» **Supplied records**:

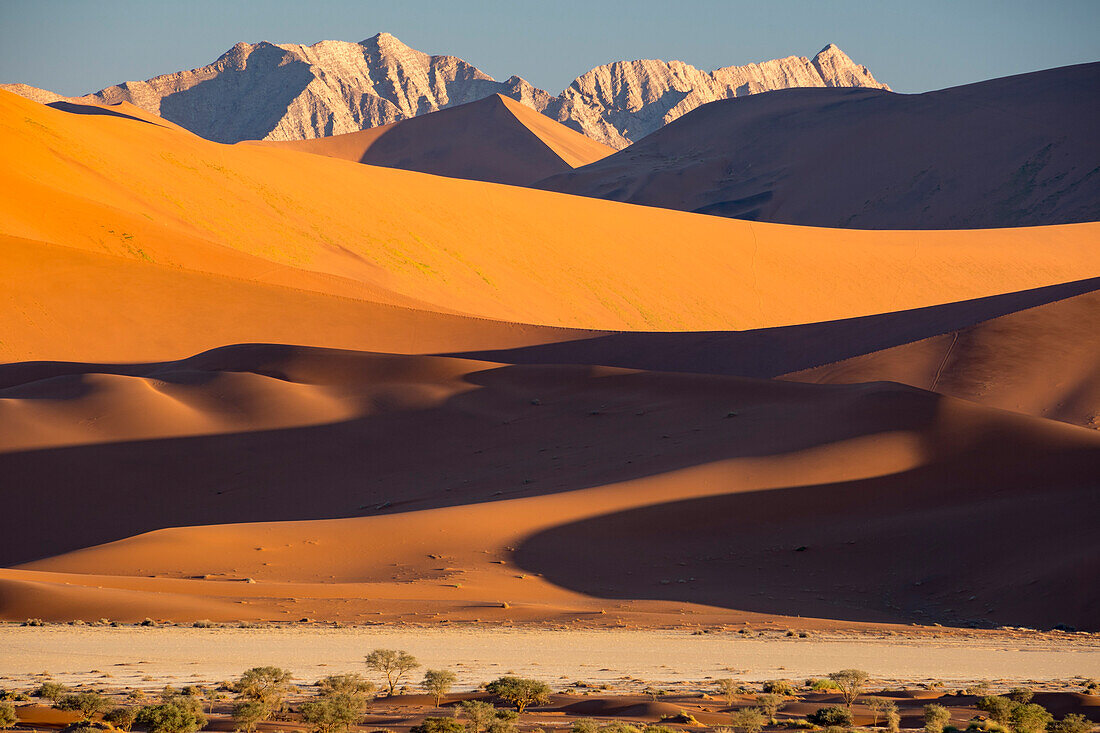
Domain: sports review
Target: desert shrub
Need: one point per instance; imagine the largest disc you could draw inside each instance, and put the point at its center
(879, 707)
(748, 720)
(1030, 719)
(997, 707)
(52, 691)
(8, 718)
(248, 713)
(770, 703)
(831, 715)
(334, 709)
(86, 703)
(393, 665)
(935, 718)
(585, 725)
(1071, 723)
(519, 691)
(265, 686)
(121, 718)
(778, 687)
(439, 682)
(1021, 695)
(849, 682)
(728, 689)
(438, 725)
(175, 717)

---

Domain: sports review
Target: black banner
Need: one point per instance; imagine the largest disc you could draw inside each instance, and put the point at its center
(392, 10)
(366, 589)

...

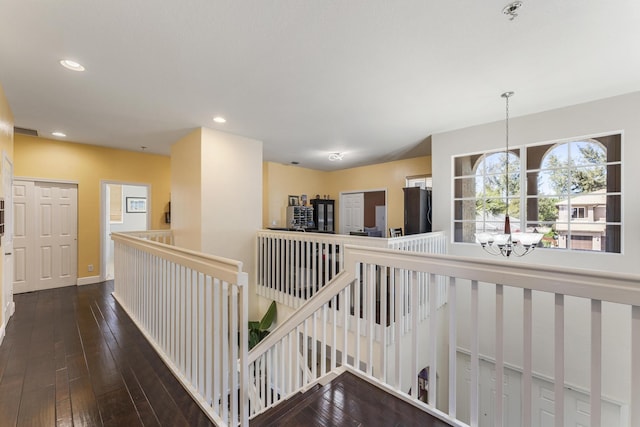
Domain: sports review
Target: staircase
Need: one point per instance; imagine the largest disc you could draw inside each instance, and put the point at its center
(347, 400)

» **Your task**:
Copy out each line of the entries above that contains the string "Target". Case counts.

» **Exercise result**:
Target: desert shrub
Target: black banner
Target: staircase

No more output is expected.